Problema a resolver
Por favor, reescreva a parte do trecho sobre TDAH que começa com as palavras "Não. Do ponto" e termina com "família do paciente.", trocando "intensidade do quadro" por "gravidade do quadro".

No TDAH por lesão cerebral os neurônios que compõem o circuito controlador e organizador de ações, emoções e comportamentos não existem em quantidade suficiente. A lesão cerebral decorre de uma agressão sofrida pelo cérebro antes, durante ou depois do nascimento. Além do TDAH a lesão pode gerar outros sintomas como paralisia motora, deficiência mental etc. Muitos pacientes com quadros neurológicos graves têm como complicador de tratamento ser pouco colaborativo por causa de um TDAH.

No TDAH por imaturidade neurológica o circuito neuronal existe, mas não é eficaz. A informação química entre os neurônios não é transmitida, pois as sinapses não se comunicam eficientemente. Provavelmente, a programação genética do paciente com TDAH determina que esses circuitos sejam desenvolvidos mais lentamente do que na maioria das pessoas. Por esse motivo, nos casos não lesionais, costumamos perceber nitidamente uma história familiar em que o pai ou a mãe apresenta algum nível do transtorno.

O que pode causar uma lesão cerebral que leve a um quadro de TDAH?

A lesão cerebral pode ser causada por qualquer situação que agrida o cérebro em fase precoce da vida e atinja os circuitos envolvidos no transtorno. São exemplos dessas situações: anóxia de parto, meningite nos primeiros dias de vida e obstrução de vasos sanguíneos cerebrais durante o período intrauterino.

Caso o quadro surja na vida adulta após um traumatismo craniano, por exemplo, não pode ser considerado TDAH mesmo pareça ser semelhante. Isso porque, para que se faça esse diagnóstico oficialmente, é necessário que os sintomas tenham se iniciado, de acordo com alguns autores, antes dos sete anos de idade, e para outros, antes dos quatro anos.

O tratamento médico é diferente se a causa do TDAH for lesão cerebral ou imaturidade neurológica?
Não. Do ponto de vista medicamentoso, a definição do tratamento ocorre a partir das seguintes questões: intensidade do quadro; nível de prejuízo pedagógico, afetivo ou social; existência de comorbidades e os princípios e filosofia de vida da família do paciente.

Quer dizer que não existe uma forma única de tratamento?

Exatamente. Às vezes, optamos por terapia psicológica, aconselhamento da família e dos cuidadores, acompanhamento terapêutico ou pedagógico do paciente, antes de decidirmos introduzir medicamentos.

De maneira geral, baseada na impressão clínica, eu trato meus pacientes com homeopatia. Solicito avaliação neuropsicológica quando tenho dúvida diagnóstica ou quando decido receitar alopatia, porque dará respaldo para a introdução de medicamentos. Nesse caso, também são requisitados exames clínicos laboratoriais, eletroencefalograma (EEG) e, algumas vezes, avaliação cardiológica. Solicito também avaliação neuropsicológica quando o tratamento dos pacientes não evolui conforme o esperado ou quando há suspeita de transtornos específicos de aprendizagem associados.

Dados fornecidos

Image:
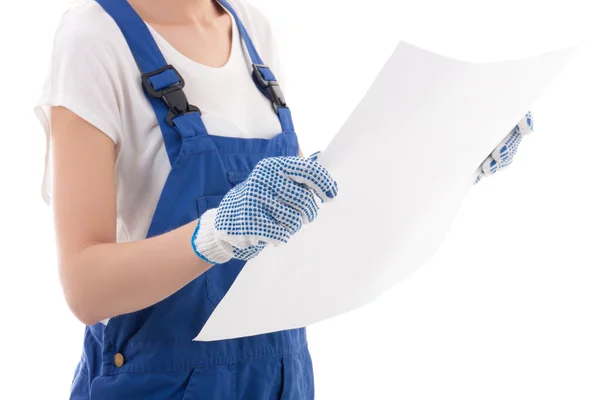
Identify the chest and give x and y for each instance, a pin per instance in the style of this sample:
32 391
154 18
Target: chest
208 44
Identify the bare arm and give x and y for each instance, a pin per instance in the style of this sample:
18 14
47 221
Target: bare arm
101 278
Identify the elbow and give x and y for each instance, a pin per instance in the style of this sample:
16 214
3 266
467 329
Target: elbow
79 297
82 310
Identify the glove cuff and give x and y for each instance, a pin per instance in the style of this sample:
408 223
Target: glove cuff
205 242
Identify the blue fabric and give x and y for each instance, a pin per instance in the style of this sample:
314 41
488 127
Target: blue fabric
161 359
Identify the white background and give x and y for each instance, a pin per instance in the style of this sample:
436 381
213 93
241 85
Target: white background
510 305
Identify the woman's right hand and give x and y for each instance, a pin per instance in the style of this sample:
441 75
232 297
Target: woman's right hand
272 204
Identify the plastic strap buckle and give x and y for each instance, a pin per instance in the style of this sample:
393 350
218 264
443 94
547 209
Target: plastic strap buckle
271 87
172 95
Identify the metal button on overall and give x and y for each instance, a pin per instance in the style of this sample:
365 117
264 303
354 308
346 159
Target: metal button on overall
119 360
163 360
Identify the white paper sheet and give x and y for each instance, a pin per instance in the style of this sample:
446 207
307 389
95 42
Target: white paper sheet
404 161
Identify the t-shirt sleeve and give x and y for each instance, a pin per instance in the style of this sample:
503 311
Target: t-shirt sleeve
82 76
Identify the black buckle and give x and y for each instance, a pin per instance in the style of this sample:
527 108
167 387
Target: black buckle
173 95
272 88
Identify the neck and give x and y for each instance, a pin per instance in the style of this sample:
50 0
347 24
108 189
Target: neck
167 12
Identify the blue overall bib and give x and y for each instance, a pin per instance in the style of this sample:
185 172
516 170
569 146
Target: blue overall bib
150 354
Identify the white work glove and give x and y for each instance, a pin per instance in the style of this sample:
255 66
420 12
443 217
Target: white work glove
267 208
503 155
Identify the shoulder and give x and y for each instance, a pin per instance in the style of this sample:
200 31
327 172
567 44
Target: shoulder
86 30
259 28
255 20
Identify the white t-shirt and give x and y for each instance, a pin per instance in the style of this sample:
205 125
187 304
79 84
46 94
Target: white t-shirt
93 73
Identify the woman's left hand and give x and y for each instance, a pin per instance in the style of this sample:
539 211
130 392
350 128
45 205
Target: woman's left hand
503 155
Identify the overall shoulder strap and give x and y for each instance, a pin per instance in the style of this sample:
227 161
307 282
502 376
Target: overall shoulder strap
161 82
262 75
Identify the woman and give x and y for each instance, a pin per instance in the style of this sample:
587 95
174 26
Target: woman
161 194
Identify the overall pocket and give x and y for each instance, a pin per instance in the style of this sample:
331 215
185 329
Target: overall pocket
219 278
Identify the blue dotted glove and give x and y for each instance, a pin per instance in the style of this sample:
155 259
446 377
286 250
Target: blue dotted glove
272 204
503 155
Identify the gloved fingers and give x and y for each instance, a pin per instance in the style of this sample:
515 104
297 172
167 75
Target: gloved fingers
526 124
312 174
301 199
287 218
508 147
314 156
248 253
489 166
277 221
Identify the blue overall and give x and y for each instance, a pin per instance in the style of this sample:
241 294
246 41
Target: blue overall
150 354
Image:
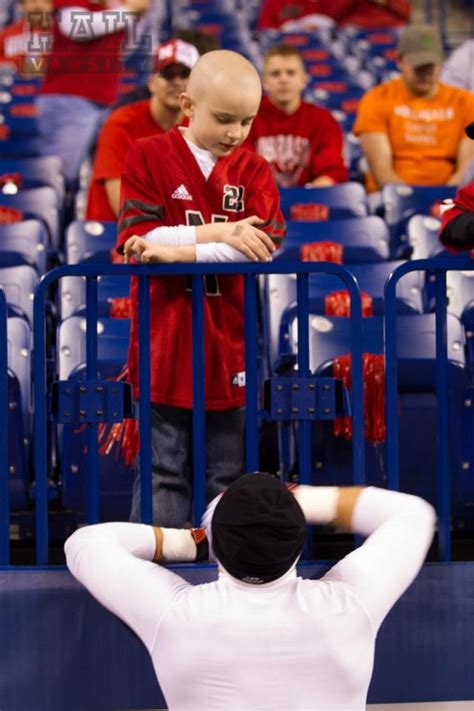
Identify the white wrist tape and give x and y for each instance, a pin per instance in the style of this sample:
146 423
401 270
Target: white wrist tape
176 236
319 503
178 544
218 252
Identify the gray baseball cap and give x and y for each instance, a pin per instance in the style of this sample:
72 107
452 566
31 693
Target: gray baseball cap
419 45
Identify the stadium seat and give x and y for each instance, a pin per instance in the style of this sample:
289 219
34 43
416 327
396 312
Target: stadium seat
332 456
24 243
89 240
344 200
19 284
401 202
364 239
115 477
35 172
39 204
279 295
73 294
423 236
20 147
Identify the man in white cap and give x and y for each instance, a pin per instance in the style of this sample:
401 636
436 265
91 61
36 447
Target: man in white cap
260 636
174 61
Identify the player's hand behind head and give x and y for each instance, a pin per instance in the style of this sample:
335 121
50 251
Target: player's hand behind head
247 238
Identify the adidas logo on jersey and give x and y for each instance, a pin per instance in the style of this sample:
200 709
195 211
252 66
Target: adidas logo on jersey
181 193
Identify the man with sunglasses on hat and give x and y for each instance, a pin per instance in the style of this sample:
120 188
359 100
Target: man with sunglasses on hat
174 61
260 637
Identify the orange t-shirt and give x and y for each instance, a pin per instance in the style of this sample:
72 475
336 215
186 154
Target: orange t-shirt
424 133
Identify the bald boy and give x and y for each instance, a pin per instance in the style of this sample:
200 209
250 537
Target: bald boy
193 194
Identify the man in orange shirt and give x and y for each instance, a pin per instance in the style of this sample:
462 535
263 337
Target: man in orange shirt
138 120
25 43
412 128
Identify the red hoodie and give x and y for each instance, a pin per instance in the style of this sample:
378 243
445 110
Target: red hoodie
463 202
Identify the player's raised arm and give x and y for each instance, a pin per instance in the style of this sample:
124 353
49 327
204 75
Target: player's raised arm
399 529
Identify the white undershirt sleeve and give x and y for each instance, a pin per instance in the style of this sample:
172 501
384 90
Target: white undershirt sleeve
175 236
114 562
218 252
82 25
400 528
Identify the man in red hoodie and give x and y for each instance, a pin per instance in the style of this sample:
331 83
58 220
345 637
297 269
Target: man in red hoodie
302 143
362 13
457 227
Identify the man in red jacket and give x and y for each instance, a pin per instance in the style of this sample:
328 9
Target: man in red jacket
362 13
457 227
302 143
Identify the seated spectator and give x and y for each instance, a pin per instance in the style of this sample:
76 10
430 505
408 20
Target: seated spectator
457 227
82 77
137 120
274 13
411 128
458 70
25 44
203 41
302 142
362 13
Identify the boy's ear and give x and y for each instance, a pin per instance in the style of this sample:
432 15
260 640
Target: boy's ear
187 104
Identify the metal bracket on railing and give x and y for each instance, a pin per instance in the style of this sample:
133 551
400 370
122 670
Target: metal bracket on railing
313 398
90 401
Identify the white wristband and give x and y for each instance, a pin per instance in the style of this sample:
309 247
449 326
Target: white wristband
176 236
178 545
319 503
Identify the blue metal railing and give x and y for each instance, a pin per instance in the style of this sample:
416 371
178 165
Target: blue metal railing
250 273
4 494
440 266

Resposta do exercício
Não. Do ponto de vista medicamentoso, a definição do tratamento ocorre a partir das seguintes questões: gravidade do quadro; nível de prejuízo pedagógico, afetivo ou social; existência de comorbidades e os princípios e filosofia de vida da família do paciente.